━━━ 提示本文

2020年12月5日土曜日

隠岐さや香氏のパリ・レポート

12月1日の毎日新聞電子版に、「フランスのブルボン王朝の出来事かと思うほど、前近代的なことが起きた」。学術会議の連携会員で、パリの科学史を研究してきた隠岐さや香・名古屋大大学院教授はこう表現する。5年前、学術会議のあり方を考える有識者会議の委員を務めた隠岐さんには、政府の今回の対応が「学術界に対するモラハラ」に見えるという。・・という記事があり、隠岐さや香氏のことを初めて知ったのだが、まるで吸い寄せられるようにその翌日、公益財団法人国際高等研究所の『SDGとコロナパンデミックの時代における科学技術のあり方考える』(2020年10月)という報告書の中に、『社会的合理性のための自然科学と人文社会科学の連携?—「誰一人取り残さない」ためには―』という隠岐さや香氏の論文を見つけた。

全体に非常に参考になったが、その紹介をするには紙面が足らないので、特に刺激的に感じたパリ・レポートの部分を、それも相当摘んで紹介する。要約は私の独断と偏見であるので、以下の記事はそういうつもりで読んでもらいたい。

━━━━━━

課題の指示:
次の1.〜3.が上の本文の内容と合うかどうかを、それぞれ「はい」か「いいえ」で答え、決め手となる本文の語句を正確に引用してください。
1. 隠岐さや香氏は名古屋大大学院の教授である。
2. 隠岐氏は10年前、学術会議のあり方を考える有識者会議の委員を務めた。
3. 筆者は見つけた論文の全体を詳しく紹介している。

━━━ 提供データ

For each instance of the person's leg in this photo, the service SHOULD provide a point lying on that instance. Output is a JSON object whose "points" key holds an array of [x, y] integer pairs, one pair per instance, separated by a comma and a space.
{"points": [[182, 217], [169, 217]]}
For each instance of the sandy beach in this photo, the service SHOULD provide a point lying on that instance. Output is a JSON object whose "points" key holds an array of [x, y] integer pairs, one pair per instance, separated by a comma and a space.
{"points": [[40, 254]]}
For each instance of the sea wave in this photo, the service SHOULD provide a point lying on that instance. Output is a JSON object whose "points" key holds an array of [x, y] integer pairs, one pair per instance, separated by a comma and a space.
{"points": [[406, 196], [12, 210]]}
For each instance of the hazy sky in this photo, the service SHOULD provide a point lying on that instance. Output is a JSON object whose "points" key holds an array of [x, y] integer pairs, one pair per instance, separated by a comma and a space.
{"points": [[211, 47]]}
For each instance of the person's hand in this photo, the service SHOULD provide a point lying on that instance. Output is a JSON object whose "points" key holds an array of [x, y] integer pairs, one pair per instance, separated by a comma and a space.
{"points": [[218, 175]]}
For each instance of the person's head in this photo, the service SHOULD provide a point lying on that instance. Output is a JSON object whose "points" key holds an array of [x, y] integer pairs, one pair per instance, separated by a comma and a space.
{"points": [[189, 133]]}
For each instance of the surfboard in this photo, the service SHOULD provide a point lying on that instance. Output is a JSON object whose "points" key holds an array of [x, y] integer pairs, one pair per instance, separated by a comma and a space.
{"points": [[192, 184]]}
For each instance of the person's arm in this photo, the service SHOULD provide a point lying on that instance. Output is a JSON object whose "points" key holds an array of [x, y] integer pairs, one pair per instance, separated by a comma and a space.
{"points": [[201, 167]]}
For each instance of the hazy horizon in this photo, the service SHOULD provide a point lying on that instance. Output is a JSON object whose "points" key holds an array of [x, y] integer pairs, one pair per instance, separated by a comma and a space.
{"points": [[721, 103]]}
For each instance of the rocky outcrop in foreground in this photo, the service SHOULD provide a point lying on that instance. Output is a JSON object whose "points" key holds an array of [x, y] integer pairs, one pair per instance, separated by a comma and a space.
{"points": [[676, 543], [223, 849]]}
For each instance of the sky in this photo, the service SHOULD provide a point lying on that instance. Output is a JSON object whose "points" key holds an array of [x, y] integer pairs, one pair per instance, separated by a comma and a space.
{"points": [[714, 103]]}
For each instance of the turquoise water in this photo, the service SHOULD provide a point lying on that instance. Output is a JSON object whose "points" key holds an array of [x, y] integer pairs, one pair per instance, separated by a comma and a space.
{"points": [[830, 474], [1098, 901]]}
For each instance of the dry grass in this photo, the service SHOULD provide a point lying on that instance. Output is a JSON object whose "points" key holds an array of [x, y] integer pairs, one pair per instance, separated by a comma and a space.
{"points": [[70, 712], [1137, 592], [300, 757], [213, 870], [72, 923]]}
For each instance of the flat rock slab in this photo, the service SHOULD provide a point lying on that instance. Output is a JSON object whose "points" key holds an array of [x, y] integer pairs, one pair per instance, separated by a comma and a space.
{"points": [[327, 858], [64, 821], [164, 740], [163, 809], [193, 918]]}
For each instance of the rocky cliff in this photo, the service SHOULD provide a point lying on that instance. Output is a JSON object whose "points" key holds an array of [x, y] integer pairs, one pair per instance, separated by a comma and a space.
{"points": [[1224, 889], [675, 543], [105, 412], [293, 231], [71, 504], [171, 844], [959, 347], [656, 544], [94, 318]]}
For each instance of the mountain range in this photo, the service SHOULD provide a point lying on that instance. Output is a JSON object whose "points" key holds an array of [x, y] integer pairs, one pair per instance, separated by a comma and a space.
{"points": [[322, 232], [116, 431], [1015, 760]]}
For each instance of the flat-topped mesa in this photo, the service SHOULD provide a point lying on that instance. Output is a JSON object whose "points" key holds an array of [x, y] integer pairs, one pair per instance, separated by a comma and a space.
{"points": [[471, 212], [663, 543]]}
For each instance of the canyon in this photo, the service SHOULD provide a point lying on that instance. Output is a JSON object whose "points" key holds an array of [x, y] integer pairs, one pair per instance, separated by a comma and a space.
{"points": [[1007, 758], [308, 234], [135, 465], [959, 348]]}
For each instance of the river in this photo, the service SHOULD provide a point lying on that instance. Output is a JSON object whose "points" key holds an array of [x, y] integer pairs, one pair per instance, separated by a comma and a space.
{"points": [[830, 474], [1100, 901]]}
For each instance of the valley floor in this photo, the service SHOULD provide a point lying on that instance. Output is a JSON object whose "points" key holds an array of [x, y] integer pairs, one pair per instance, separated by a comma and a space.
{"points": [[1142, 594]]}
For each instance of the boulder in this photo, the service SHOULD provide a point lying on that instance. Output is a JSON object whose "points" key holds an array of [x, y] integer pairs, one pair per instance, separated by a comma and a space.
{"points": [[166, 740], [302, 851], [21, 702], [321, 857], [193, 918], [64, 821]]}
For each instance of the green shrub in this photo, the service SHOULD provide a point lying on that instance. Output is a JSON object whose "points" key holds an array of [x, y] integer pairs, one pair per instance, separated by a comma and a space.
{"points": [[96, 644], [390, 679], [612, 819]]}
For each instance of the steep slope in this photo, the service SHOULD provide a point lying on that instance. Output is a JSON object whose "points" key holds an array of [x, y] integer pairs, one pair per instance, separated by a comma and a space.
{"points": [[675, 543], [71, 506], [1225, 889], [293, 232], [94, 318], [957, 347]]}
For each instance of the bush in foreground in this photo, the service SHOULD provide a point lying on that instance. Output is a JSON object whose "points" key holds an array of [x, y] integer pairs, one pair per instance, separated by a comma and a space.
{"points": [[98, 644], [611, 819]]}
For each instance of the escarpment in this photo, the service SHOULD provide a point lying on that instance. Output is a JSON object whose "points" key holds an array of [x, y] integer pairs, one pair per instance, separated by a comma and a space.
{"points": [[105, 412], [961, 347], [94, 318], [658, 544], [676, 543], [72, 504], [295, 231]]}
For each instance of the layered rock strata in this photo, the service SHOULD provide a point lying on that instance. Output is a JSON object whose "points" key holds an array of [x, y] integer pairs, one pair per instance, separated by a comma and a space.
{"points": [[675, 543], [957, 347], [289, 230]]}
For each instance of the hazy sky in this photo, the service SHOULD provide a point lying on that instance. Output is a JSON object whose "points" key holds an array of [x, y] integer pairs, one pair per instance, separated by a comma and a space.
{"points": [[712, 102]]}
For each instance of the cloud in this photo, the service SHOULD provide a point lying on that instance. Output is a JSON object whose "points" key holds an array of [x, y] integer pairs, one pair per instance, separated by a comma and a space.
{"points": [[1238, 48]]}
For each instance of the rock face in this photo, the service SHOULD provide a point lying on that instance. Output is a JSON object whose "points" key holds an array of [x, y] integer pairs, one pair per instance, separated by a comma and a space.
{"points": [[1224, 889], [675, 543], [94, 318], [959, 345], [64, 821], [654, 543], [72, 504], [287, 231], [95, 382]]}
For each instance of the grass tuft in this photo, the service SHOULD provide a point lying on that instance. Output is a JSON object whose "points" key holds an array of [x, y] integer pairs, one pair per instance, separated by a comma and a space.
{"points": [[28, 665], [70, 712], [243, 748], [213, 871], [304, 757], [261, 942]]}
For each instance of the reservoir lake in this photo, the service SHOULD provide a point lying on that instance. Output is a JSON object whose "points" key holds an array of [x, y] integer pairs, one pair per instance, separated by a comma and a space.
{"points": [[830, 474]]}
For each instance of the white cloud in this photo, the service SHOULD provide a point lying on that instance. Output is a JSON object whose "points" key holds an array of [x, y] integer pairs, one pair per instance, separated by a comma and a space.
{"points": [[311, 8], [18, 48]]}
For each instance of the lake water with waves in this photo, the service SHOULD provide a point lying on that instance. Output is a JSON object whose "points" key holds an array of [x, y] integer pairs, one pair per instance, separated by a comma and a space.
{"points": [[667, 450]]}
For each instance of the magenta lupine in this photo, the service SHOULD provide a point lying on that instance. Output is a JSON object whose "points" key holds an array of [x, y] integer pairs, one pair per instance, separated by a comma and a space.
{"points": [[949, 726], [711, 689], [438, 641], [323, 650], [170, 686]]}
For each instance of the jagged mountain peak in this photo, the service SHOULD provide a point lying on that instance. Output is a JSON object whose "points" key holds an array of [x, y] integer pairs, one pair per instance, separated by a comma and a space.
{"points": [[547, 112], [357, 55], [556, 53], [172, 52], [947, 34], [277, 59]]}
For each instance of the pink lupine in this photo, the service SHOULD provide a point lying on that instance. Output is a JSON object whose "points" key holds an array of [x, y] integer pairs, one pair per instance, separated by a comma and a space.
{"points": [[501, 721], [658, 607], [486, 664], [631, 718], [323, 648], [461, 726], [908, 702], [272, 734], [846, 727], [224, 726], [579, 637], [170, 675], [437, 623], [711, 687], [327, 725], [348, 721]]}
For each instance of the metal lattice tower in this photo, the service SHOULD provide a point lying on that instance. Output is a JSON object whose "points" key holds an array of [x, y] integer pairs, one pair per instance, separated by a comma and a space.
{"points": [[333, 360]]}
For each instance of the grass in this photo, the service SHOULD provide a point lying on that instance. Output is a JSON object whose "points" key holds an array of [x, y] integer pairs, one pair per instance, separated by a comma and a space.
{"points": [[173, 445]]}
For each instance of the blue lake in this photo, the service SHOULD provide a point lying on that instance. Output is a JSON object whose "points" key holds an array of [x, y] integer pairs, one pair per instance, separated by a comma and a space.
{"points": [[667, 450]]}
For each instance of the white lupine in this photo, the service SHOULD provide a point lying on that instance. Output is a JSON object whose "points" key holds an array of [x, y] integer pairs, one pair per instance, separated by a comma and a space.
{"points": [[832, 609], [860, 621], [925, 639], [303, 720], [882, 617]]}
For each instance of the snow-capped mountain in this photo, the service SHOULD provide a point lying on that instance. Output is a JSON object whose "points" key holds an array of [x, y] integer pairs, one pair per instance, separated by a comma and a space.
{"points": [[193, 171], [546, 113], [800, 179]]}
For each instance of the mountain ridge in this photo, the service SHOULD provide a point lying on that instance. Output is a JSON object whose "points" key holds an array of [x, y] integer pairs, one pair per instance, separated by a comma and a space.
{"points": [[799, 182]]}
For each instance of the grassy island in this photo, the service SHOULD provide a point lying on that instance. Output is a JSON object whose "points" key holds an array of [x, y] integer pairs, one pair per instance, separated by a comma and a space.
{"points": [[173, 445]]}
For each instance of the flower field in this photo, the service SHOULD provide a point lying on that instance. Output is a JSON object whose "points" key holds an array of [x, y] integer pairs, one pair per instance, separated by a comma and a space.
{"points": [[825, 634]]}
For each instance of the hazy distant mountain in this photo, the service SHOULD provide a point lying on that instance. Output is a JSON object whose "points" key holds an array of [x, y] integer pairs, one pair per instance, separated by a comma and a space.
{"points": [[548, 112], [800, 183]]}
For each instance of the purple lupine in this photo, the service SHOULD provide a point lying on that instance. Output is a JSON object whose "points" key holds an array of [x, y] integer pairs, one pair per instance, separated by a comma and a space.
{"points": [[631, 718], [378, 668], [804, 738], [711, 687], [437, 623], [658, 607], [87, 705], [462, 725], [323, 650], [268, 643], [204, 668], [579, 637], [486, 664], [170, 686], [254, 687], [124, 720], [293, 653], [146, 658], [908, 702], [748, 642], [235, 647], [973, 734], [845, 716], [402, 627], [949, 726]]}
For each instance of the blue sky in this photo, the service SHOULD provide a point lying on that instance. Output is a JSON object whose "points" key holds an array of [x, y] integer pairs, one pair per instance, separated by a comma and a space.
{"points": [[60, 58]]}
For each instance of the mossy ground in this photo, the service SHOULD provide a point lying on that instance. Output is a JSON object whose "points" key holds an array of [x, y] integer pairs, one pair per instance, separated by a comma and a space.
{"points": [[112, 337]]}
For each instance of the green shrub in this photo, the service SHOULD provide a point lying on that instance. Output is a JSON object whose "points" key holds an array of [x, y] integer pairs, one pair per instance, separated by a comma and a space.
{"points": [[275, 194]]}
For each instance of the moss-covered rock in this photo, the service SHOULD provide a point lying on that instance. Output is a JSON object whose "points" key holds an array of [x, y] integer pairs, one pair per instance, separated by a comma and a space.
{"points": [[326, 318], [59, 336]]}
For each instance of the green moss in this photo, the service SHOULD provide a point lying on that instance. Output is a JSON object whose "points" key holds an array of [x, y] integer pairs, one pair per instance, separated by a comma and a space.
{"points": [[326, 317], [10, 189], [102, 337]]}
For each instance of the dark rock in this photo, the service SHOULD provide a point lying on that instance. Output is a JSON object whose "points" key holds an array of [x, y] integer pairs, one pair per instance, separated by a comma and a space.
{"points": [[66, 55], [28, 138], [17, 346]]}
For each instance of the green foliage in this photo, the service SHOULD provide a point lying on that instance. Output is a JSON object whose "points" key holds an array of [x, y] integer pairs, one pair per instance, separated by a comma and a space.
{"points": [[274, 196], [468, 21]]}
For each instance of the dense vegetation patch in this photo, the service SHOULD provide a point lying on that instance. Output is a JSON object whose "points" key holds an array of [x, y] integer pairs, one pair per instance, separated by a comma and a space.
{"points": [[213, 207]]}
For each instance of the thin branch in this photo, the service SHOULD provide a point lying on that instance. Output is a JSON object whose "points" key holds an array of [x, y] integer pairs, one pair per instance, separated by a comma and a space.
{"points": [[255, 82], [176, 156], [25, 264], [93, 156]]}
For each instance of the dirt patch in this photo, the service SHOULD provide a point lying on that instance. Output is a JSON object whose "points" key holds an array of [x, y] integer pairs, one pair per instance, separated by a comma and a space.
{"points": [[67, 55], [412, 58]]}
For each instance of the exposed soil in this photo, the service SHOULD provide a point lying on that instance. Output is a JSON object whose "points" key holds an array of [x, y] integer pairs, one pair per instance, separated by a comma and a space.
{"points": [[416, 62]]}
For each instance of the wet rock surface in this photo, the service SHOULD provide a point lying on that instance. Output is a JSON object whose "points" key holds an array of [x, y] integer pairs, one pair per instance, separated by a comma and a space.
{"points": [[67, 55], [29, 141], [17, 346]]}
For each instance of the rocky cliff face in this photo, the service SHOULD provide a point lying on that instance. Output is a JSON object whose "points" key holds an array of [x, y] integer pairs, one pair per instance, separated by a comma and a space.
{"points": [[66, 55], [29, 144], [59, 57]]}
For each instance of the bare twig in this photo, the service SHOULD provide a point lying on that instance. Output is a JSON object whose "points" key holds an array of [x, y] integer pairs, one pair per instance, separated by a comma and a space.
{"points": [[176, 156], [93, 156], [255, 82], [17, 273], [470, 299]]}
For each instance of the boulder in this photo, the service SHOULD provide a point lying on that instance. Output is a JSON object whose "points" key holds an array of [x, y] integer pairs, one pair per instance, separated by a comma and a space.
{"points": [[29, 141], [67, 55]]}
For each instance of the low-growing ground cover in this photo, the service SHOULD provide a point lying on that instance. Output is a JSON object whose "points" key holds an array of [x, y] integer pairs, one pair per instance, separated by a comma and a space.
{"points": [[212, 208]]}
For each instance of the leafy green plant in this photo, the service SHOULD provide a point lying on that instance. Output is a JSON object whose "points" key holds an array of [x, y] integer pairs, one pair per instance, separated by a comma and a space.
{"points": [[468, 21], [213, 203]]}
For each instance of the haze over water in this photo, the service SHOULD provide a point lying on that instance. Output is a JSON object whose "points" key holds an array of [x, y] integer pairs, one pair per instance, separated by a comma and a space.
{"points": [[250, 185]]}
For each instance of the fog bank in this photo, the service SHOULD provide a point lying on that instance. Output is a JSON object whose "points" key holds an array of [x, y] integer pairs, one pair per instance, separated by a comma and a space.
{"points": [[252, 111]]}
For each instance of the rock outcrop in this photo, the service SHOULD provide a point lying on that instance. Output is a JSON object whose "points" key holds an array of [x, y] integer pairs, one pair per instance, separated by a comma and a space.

━━━━━━

課題への解答:
1. はい。「隠岐さや香・名古屋大大学院教授はこう表現する」
2. いいえ。「5年前、学術会議のあり方を考える有識者会議の委員を務めた」
3. いいえ。「その紹介をするには紙面が足らないので、特に刺激的に感じたパリ・レポートの部分を、それも相当摘んで紹介する」